As for me and my house, we will serve the Lord.

DIRECTIONS TO OUR FATHER'S HOUSE.
Make a Right onto Believeth Blvd.
Keep straight and go through the Green Light, which is Jesus Christ.
There, you must turn onto the Bridge of Faith, which is over troubled water.
When you get off the bridge, make a Right turn and Keep Straight.
You are on the King's Highway - Heaven-bound.
Keep going for three miles: One for the Father, One for the Son, and One for the Holy Ghost.
Then exit off onto Grace Blvd.
From there, make a Right turn on Gospel Lane.
Keep Straight and then make another Right on Prayer Road.
As you go on your way, Yield Not to the traffic on Temptation Ave.
Also, avoid SIN STREET because it is a DEAD END.
Pass up Envy Drive, and Hate Avenue.
Also, pass Hypocrisy Street, Gossiping Lane, and Backbiting Blvd.
However, you have to go down Long-suffering Lane, Persecution Blvd. And Trials and Tribulations Ave.
But that's all right, because VICTORY Street is straight ahead!
AMEN!!!!!

Life is God's gift to you.
The way you live it.............is your gift to God.

## [What needs to be done]
Would you reproduce, word for word, the part of the directions to our Father's house that runs from "Also, pass Hypocrisy" up to and including "gift to you."?

## [Provided records]

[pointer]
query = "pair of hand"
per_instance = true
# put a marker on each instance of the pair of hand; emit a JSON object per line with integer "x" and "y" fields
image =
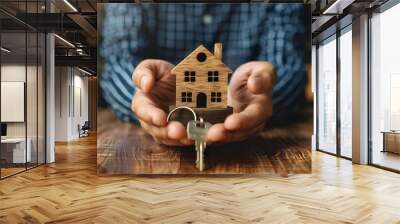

## [Output of the task]
Also, pass Hypocrisy Street, Gossiping Lane, and Backbiting Blvd.
However, you have to go down Long-suffering Lane, Persecution Blvd. And Trials and Tribulations Ave.
But that's all right, because VICTORY Street is straight ahead!
AMEN!!!!!

Life is God's gift to you.